→ Text provided
----------------
Why not? The Bad Guys came out with guns blazing, didn't they?
The restive town, 50km west of Baghdad, has been sealed off and troops were only letting people enter or leave with Fallujah licence plates. US forces had barricaded residents inside. Marine officers said the operation would last several days and it was not clear if they would seize the centre of the flashpoint town. Earlier, an Iraqi witness said several people were killed and others wounded when US troops raided the Sunni Muslim town.

US administrator to Iraq Paul Bremer has described Sadr as an "outlaw".
'Bout time, isn't it?
"Effectively he is attempting to establish his authority in the place of the legitimate authority. We will not tolerate this. We will reassert the law and order which the Iraqi people expect," Mr Bremer said.
Y'think publicly lining up with Hamas and Hezbollah might have had something to do with it?
Doubt was also aired today that Iraq would be able to run under its own steam by June 30, the deadline marked by interim administrators in the country. The security situation in some cities was in shambles and Iraqi police forces were not prepared to take over, said Senator Richard Lugar, an Indiana Republican.
Apparently not, when they're joining the Bad Guys. Time to fire most of them and start over. Maybe next year they can have their country back.
----------------
Resume the commentary on the 2004 Fallujah operation and Iraq's June 30 deadline, picking up after its final sentence. The material that follows is not needed for the task.

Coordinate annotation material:
----------------
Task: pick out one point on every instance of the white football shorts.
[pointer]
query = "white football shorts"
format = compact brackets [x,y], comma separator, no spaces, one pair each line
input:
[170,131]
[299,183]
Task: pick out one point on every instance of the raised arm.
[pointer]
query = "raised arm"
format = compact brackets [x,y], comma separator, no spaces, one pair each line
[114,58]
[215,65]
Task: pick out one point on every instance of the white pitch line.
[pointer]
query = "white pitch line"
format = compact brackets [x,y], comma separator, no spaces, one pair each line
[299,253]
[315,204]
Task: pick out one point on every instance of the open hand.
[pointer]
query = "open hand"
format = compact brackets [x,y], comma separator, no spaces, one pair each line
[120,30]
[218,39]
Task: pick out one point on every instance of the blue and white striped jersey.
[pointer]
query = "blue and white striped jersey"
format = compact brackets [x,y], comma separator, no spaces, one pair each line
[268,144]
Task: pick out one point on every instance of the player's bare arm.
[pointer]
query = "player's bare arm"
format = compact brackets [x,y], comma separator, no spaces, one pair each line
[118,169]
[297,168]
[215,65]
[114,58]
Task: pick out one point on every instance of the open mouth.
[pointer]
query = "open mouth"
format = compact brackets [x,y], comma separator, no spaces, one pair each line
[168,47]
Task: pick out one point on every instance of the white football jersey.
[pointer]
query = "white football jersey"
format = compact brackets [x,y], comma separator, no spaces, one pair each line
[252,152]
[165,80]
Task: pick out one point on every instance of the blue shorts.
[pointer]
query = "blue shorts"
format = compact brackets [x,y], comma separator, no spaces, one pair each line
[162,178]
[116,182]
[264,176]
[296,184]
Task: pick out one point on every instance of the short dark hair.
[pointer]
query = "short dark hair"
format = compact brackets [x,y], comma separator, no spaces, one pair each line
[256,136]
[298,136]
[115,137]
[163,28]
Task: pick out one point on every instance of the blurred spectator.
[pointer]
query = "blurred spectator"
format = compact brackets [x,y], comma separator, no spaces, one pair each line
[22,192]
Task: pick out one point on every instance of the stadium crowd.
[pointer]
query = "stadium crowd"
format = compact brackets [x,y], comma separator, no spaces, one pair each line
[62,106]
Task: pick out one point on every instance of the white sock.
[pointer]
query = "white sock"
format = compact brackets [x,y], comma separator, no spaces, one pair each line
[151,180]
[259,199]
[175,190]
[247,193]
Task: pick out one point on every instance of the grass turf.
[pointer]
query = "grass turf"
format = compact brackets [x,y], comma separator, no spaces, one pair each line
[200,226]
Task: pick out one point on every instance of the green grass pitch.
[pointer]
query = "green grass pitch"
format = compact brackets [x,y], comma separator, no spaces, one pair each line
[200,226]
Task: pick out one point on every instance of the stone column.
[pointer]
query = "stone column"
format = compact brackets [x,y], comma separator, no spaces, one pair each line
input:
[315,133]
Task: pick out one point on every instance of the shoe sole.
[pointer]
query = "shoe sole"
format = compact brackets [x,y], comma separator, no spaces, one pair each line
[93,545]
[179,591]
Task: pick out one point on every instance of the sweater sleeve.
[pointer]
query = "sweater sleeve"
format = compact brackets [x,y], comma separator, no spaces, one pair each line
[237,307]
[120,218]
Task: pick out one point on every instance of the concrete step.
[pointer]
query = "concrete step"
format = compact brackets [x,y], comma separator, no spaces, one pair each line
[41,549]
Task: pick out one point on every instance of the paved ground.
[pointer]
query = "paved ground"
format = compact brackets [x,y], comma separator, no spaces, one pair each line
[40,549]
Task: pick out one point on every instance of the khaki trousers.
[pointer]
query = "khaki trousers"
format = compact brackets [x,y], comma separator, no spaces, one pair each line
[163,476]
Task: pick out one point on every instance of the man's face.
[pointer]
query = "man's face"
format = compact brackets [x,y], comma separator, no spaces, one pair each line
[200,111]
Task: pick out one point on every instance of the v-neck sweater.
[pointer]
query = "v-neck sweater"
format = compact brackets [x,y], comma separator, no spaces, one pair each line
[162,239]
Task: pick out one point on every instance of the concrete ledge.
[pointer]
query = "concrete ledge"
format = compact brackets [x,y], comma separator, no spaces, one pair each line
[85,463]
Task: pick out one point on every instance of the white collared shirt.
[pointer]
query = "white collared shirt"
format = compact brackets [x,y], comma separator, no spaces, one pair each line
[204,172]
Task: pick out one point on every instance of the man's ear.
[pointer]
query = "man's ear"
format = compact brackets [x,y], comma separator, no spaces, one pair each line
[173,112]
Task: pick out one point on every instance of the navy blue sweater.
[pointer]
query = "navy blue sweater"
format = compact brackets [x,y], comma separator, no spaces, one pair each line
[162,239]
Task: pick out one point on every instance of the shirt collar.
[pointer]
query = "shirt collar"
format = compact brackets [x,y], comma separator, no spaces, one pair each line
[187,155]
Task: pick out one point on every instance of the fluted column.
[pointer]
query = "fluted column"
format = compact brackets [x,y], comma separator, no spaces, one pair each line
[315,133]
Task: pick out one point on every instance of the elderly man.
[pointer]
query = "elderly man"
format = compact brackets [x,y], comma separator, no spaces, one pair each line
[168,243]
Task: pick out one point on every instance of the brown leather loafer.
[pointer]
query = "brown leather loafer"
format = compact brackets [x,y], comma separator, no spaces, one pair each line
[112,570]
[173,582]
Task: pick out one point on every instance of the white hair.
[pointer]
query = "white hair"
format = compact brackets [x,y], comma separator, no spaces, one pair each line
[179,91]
----------------
→ The result
Asked whether the transfer of power was coming too soon, Lugar said: "It may be, and I think it’s probably time to have that debate." Lugar said there were still far too many questions about what would happen after June 30. He said the administration had shared no plans with his committee regarding an ambassador, who the 3000 embassy staff would be, and how they would be kept safe.
Posted by: tipper || 04/05/2004 9:18:02 AM || Comments || Link || [3 views] Top|| File under:

#1  "Coming under fire, the ICDC, a paramilitary force trained by the Americans, turned on the US soldiers and started to shoot at them."

Unbelievable. Interesting that the Arabs usually use what they get from the West, to fight against the West.
Posted by: ex-lib || 04/05/2004 9:45 Comments || Top||

#2  It looks to me like the ayatollahs in Tehran want the US out of Iraq before Iran rolls out the nuclear-tipped Shahab-3s.
Posted by: mrp || 04/05/2004 10:25 Comments || Top||

#3  Ye-esh! Kicking al-Sadr's ass has been way too long in waiting - and if he "wants peace", he got the hint ...
Posted by: Edward Yee || 04/05/2004 10:46 Comments || Top||

#4  WHAT. THE. SHIT.
?!?!?


Dozens of armed Mehdi Army militiamen stormed the governor’s office at dawn today, raising a green Islamic flag on the roof, he said.

Four hours later British troops were no longer in the area while policemen who had been inside the building when it was overrun were seen deployed alongside the Medhi Army militiamen.


Both the US and UK need to start some SERIOUS counter-intelligence operations and get all the snakes out. :(
Posted by: Anonymous4021 || 04/05/2004 10:52 Comments || Top||

#5  Unbelievable. Interesting that the Arabs usually use what they get from the West, to fight against the West.

I believe that it's time for Plan B.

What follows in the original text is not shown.